— BEGIN —
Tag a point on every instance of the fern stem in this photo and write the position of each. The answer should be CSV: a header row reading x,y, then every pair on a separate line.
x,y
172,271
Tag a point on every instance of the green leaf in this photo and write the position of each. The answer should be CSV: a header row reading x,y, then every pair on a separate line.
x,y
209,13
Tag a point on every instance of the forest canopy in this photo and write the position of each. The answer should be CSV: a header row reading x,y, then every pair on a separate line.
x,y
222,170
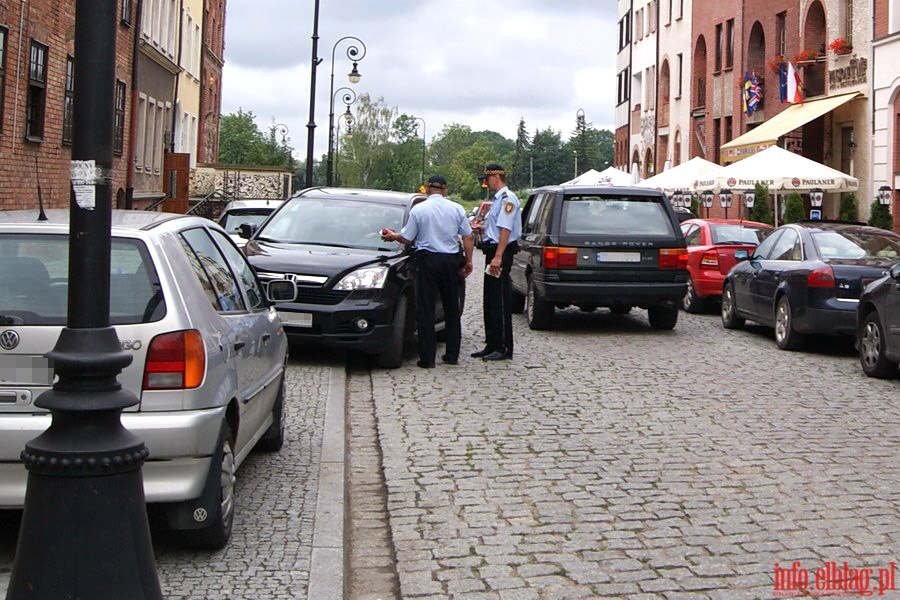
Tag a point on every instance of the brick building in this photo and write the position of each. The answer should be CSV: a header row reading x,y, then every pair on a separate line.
x,y
705,52
158,96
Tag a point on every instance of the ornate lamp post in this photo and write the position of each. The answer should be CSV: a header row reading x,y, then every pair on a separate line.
x,y
424,144
356,51
348,97
84,529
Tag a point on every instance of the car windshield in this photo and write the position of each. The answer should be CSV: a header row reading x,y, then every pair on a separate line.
x,y
348,223
738,234
34,281
233,219
615,215
856,244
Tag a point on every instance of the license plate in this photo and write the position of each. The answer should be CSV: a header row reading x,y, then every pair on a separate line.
x,y
295,319
618,257
25,369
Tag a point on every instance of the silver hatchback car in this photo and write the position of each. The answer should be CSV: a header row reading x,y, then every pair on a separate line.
x,y
208,352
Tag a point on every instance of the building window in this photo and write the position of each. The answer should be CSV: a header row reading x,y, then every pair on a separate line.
x,y
719,48
729,43
119,119
69,100
3,33
36,102
126,12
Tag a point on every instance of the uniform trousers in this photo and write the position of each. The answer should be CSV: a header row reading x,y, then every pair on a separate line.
x,y
498,302
437,276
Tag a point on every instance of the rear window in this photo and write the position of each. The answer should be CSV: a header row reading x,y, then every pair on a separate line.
x,y
615,215
34,281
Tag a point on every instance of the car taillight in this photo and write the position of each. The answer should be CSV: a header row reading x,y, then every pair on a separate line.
x,y
673,258
710,259
821,277
560,258
175,361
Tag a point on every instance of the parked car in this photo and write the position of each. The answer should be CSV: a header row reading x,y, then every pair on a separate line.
x,y
878,331
476,218
806,278
599,246
251,212
355,291
208,356
711,247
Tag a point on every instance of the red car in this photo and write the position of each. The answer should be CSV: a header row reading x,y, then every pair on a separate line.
x,y
711,246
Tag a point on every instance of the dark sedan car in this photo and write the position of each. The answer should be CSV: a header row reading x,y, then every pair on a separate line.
x,y
354,291
711,247
878,335
806,278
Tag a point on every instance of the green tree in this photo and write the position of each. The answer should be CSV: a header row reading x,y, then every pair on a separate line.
x,y
848,210
880,215
793,211
761,212
242,143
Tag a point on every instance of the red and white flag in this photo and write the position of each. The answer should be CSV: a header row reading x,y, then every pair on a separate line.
x,y
793,85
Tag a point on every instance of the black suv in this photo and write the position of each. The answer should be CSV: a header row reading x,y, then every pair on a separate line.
x,y
354,291
592,247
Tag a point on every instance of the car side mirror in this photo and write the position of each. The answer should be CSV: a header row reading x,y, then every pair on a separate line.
x,y
281,290
246,230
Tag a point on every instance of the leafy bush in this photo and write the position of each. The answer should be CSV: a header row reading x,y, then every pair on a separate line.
x,y
761,211
880,215
793,211
848,208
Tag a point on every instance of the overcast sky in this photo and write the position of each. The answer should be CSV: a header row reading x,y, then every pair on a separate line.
x,y
481,63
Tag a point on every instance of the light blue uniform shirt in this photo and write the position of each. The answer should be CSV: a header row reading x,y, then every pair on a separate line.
x,y
505,214
436,224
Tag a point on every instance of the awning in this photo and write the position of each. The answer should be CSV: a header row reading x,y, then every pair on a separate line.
x,y
784,122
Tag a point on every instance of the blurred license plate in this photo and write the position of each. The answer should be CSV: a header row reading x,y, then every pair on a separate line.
x,y
16,368
296,319
618,257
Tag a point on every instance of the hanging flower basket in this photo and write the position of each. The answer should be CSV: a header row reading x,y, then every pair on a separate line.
x,y
776,64
807,56
840,46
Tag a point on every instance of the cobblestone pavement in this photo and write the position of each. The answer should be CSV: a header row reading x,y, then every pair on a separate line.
x,y
609,460
272,546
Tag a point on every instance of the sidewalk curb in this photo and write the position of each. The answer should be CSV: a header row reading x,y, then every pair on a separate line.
x,y
326,569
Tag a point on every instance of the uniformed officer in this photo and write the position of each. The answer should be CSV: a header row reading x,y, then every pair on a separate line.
x,y
436,226
502,228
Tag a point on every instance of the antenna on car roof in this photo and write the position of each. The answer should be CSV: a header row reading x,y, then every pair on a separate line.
x,y
42,216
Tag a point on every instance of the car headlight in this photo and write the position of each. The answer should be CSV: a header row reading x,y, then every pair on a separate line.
x,y
365,278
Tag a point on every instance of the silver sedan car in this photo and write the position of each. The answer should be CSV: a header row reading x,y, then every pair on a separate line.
x,y
208,353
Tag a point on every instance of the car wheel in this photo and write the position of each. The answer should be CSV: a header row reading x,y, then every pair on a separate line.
x,y
786,337
871,349
663,317
517,302
691,302
730,318
392,357
218,523
538,311
273,439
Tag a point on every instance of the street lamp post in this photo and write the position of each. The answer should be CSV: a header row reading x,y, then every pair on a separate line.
x,y
311,124
356,51
424,143
348,98
84,530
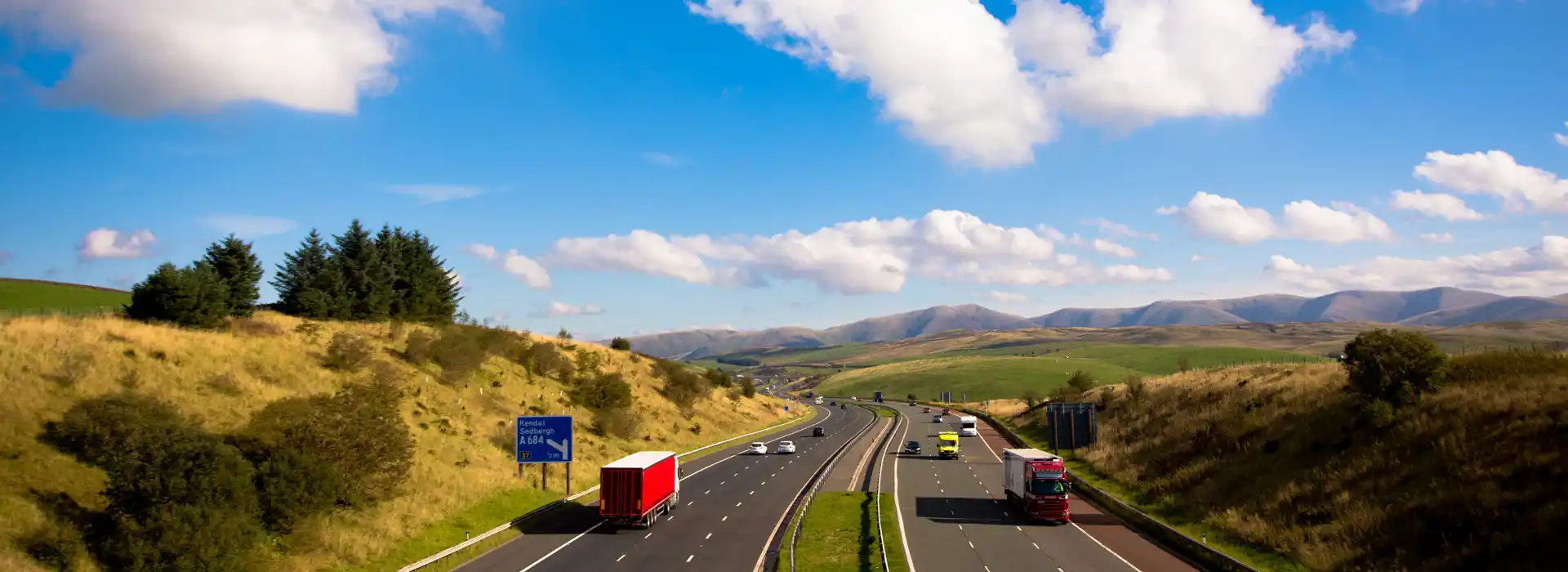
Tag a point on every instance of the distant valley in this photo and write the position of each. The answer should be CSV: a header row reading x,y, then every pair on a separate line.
x,y
1416,307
— END —
- Short problem -
Give all the records above again, swapping every "photo" for "image" and changing nothing else. Leave the pictures out.

- Expected output -
Tag a point on every instance of the fern stem in this image and write the position of each. The answer should be CSV: a header row reading x,y, then every pair on a separate line.
x,y
172,271
Tag a point on every instance of the green leaf in this image and write the position of each. The answer should be CSV: a header row reading x,y, then every pair on a separate line.
x,y
209,13
Tag a point on every instance of the forest canopy in this image and write the position of each. The answer should be CSV: a header row reading x,y, then every pair on a separate line.
x,y
222,170
Tag a point on every instance of the brick building in this image and write the position of each. The answer should be CSV: a header row reading x,y, then every pair on a separate line.
x,y
705,52
158,96
Tag a point on every instance of the ornate lamp post in this image and write the position of each. The answer should be CSV: a header row reading x,y, then every pair on a separate line.
x,y
424,144
356,51
348,97
84,529
Tag a point on every instance of the car windshield in this image and write the position of each. The answer should be CSV: a header row reading x,y, then every pair on a separate line.
x,y
348,223
738,234
34,281
233,219
615,215
856,244
Tag a point on every instance of the license plate in this image and write the position of each. The answer should be CSV: a header row reading x,y, then every pair on a separate line.
x,y
295,319
618,257
25,369
Tag a point on every instance of the silver hatchback car in this image and write the position of each. The answer should be CSV: a header row reading x,y, then every pair on a separate line.
x,y
208,352
Tag a point on every instance of the building window in this image and write the position of each. The answer should be CSV: a header row reading x,y, then every pair on a separate line.
x,y
719,48
729,43
119,119
69,100
3,33
36,102
126,12
Tag a point on every instance of the uniform trousers in this image and write the position of each. The answer should be CSV: a header row reading x,y, then every pair on a separate line.
x,y
498,302
437,276
Tag a point on every instance of the rear window in this image and write the position of each. The answer should be CSV: a header row reading x,y, then every pair on a separate line.
x,y
615,215
34,281
Tag a point on every instance of the car taillight in this image and write the position of each. The answer should be CSV: a header row reading x,y, then every pair on a separate line.
x,y
673,258
710,259
821,277
560,258
175,361
Tag a point on every instance of the parked car in this image and write the position of each. The answer should be CSV: a header row reading x,y, then every pair on a separate line.
x,y
878,331
476,218
806,278
599,246
251,212
355,291
208,356
711,247
Tag a point on every instance of the red car in this image and write the position of each. The answer should be CSV: a header row reading x,y, then every pair on a separate line.
x,y
711,246
Tag a point on every instance of the dark sedan car in this image and write the position of each. The answer should be CSV: a header row reading x,y, then every pair on a separate line.
x,y
354,291
711,247
878,335
806,278
Tag a point on every instance of the green tree in this image and write the position of each. The answer should be CSV: a header row reading x,y, then every pair on a separate line.
x,y
848,210
880,215
793,211
761,212
242,143
Tag a point on every instance of the red and white flag in this image and write the position of each. The answer should be CSV: a header row reading x,y, then every pair on a separate line.
x,y
793,85
Tag a point on every instance of the black suv in this image and write the position of each. The answer should be CSV: a header row reading x,y, then every pair on a separate line.
x,y
354,291
592,247
Tag a point on every instance of the car side mirror in this image and write the position of each. The answer should be CSV: a header row reading x,y, then every pair on a separate line.
x,y
281,290
246,230
Tag a point on every instance of the leafy bush in this image and write the position of each. The answer should be CSV: a header row reading x,y, then every pair on a separate line.
x,y
761,211
880,215
793,211
848,208
Tag a point on every instance of the overcast sky in this image and write the position of each. The answer should be CSV: a header row reading x,y, then every pair on a separate line.
x,y
481,63
Tag a point on every instance of the light blue uniform shirt in this image and write the position of each. The answer should be CSV: a header row reading x,y, then every pair on a separate line.
x,y
505,214
436,224
Tag a point on every instance of the awning in this image and write the position of each. The answer should be CSV: a header row reading x,y, then every pair on a separate line.
x,y
784,122
Tag a point on every instance of the blurred license plate in this image and write the position of each. The answer should be CSV: a header row reading x,y, then every pair on a separate line.
x,y
16,368
296,319
618,257
Tag a point on every instance of the hanging flower basket in this image and write the position of each. The answer should be CSV: a header row reading x,y, then every pair on a separate line.
x,y
776,64
807,56
840,46
Tag a point on every instance of the cobblestone pavement in this image and write the position of each. The answer should be CSV: a header row reading x,y, then every pair on a separate line.
x,y
609,460
272,546
Tag a point on every instance of the sidewalk curb in this image and write the position of each. The answer should be CSV: a header row reading x,y, then every pair on a separate line.
x,y
326,569
Tag a point on every instance of the uniformed officer in this image and write the position of each. The answer should be CSV: a header row reading x,y, then every pair on a separate line.
x,y
436,226
502,228
Tag a point on every instance of the antenna on car roof in this image and write the position of each. The answer should be CSV: a header row reading x,y, then every pair on a separate line.
x,y
42,216
Tag a point on every instance of the car headlight in this image and write the position of each. The answer should be CSV: a header row reading x,y, then every pair on a separate line.
x,y
365,278
Tag a point on every instance of the silver sedan car in this image and write the position of each. The answer should be CSV: a header row reading x,y, then every pair on a separate line.
x,y
208,353
Tag a point on every instance of the car wheel in this image and write the position of each. The answer should be CSV: a header row reading x,y, then every pair on a separate line.
x,y
786,337
871,349
663,317
517,302
691,302
730,318
392,357
218,523
538,311
273,439
Tag a point on every instance of the street lamp post in this image and write the position of each. The answer should be CSV: a header row reading x,y, then every pair on a separate line.
x,y
311,124
356,51
424,143
348,98
84,530
Tag a point on every instance of the distant valley in this image and write the position of each. The answer should be CSV: a header row reading x,y, then every pair on a separate line.
x,y
1416,307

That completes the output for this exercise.